++++ EXTRACT TO READ ++++

A 9-10-Bit Adjustable and Energy-Efficient Switching Scheme for Successive Approximation Register Analog-to-Digital Converter with One Least Significant Bit Common-Mode Voltage Variation

Abstract

A 9-10-bit adjustable and energy-efficient switching scheme for SAR ADC with one-LSB common-mode voltage variation is proposed. Based on capacitor-splitting technology and common-mode conversion techniques, the proposed switching scheme reduces the DAC switching energy by 96.41% compared to the conventional scheme. The low complexity and the one-LSB common-mode voltage offset of this scheme benefit from the simultaneous switching of the reference voltages of the capacitors corresponding to the positive array and the negative array throughout the entire reference voltage switching process, and the reference voltage of each capacitor in the scheme does not change more than two voltages. The post-layout result shows that the ADC achieves the 54.96 dB SNDR, the 61.73 dB SFDR, and the 0.67 μw power consumption with the 10-bit mode and the 48.33 dB SNDR, the 54.17 dB SFDR, and the 0.47 μw power consumption with the 9-bit mode in a 180 nm process with a 100 kS/s sampling frequency.

1. Introduction

Biosensors are capable of generating individual life parameters in real time, with high chip size and power consumption requirements due to their portability and high endurance. The analog-to-digital converter (ADC) is one of the core modules of the electronic terminal equipment; it can realize the conversion of analog signals to digital signals. The successive approximation analog-to-digital converter (SAR ADC) is suitable for low power consumption applications due to its simple structure, high speed, and low power consumption [1,2,3,4,5]. This design proposes a 9-10-bit adjustable scheme and designs a bit-count control circuit [6]. Based on the selection of the bit-count mode, the number of capacitors and registers involved in the conversion is controlled to reduce the number of bits in the ADC in scenarios where high precision is not required; the number of capacitors is known intuitively; thus, the overall circuit power consumption is reduced.

In the energy consumption analysis of the SAR ADC, it was learned that the capacitor array DAC consumed about 30% of the overall energy consumption [7,8,9], while the simulation energy analysis of the chip found that the DAC’s energy consumption was closer to 70% of the total energy consumption [10,11,12], coupled with the fact that it was relatively difficult to improve the structure of the analog module circuit.

++++

• [WORK INSTRUCTIONS]
1) Retype the passage of the SAR ADC paper from "In the energy" to "analog module circuit.".
2) According to the SAR ADC paper, by what percentage does the proposed switching scheme reduce DAC switching energy compared to the conventional scheme?
The listing comes from a separate source.

++++ DATASET RECORDS ++++

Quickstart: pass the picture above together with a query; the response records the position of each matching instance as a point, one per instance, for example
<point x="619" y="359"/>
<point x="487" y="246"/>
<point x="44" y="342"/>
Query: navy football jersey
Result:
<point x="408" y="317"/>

++++

• [RESULTS OF THE TASKS]
1)
In the energy consumption analysis of the SAR ADC, it was learned that the capacitor array DAC consumed about 30% of the overall energy consumption [7,8,9], while the simulation energy analysis of the chip found that the DAC’s energy consumption was closer to 70% of the total energy consumption [10,11,12], coupled with the fact that it was relatively difficult to improve the structure of the analog module circuit.

2) 96.41%